# What do you prefer...light or heavy?!



## Spastic_Dove (Oct 4, 2007)

For what I do, a lighter horse or a draft cross.


----------



## orchid park (Jun 1, 2008)

I drive both.
Ponies and Light horses and also heavy horses.

A heavy horse has its place, but the appeal of a pony or light horse is far more enticing. If we had to choose just the one it would be the ponies.

Heavy horse is like driving a truck. (not that she inst responsive and light in the mouth) just the way of going etc.
Ponies and light horses are like sports cars.


----------



## morganshow11 (Dec 19, 2008)

i like the last paragraph^^^^


----------



## LauraB (Nov 11, 2008)

I love driving any GOOD driving horse from 32" - 18+ hands. I love the power of drafts, the grace of my light horse, and the fire of my mini.

+++++

◆ **Exercises to complete**:
a) Edit the entries from their first line through the line containing "M 13 19 L 1", changing "dark cloud" to "storm cloud" and keeping all else the same. Return only that stretch.
b) Proceed with the thread on light versus heavy driving horses, writing on from its last post.
The entries that follow have no connection to the forum thread.

◆ **Available records**:
+++++

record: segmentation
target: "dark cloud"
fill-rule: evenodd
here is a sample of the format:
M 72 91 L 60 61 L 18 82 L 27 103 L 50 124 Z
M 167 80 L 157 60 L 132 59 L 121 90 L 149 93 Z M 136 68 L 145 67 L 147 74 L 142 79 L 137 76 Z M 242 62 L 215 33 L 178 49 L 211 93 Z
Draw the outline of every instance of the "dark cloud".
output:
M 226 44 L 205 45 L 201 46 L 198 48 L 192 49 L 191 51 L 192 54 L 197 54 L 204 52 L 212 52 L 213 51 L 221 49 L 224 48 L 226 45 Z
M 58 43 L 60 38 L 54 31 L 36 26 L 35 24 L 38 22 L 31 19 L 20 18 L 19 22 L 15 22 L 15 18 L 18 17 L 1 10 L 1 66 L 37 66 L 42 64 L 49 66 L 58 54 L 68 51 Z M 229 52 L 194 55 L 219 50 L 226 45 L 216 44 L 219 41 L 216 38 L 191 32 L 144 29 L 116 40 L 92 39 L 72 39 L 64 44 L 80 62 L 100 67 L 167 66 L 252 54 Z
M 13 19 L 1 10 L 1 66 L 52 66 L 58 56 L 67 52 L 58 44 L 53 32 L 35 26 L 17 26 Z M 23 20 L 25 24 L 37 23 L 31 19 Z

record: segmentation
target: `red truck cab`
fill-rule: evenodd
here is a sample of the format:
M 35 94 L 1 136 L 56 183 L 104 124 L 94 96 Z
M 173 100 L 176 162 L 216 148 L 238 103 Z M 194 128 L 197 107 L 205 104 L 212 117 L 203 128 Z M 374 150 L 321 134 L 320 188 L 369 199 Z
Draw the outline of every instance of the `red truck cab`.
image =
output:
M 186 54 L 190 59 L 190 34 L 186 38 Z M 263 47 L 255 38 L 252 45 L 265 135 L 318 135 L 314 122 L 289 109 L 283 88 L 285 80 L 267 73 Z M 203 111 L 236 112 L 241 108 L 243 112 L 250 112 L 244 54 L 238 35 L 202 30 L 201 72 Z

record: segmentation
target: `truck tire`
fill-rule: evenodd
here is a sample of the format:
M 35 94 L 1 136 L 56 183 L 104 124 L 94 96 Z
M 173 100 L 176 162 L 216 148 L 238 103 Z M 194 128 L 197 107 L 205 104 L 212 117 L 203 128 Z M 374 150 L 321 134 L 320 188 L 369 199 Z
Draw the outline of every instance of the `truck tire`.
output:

+++++

◆ **Answers below**:
a)
record: segmentation
target: "storm cloud"
fill-rule: evenodd
here is a sample of the format:
M 72 91 L 60 61 L 18 82 L 27 103 L 50 124 Z
M 167 80 L 157 60 L 132 59 L 121 90 L 149 93 Z M 136 68 L 145 67 L 147 74 L 142 79 L 137 76 Z M 242 62 L 215 33 L 178 49 L 211 93 Z
Draw the outline of every instance of the "storm cloud".
output:
M 226 44 L 205 45 L 201 46 L 198 48 L 192 49 L 191 51 L 192 54 L 197 54 L 204 52 L 212 52 L 213 51 L 221 49 L 224 48 L 226 45 Z
M 58 43 L 60 38 L 54 31 L 36 26 L 35 24 L 38 22 L 31 19 L 20 18 L 19 22 L 15 22 L 15 18 L 18 17 L 1 10 L 1 66 L 37 66 L 42 64 L 49 66 L 58 54 L 68 51 Z M 229 52 L 194 55 L 219 50 L 226 45 L 216 44 L 219 41 L 216 38 L 191 32 L 144 29 L 116 40 L 92 39 L 72 39 L 64 44 L 80 62 L 100 67 L 167 66 L 252 54 Z
M 13 19 L 1 10 L 1 66 L 52 66 L 58 56 L 67 52 L 58 44 L 53 32 L 35 26 L 17 26 Z M 23 20 L 25 24 L 37 23 L 31 19 Z

b)
----------



## morganshow11 (Dec 19, 2008)

I have only drove a standardbred, mini, and a percheron. I love the power(like you said) of a percheron, i love the swiftness of a standardbred, and the gentelnes of a mini


----------



## Curly_Horse_CMT (Jun 8, 2008)

The minis are the most fun, I think! :lol:


----------



## CheyAut (Nov 26, 2008)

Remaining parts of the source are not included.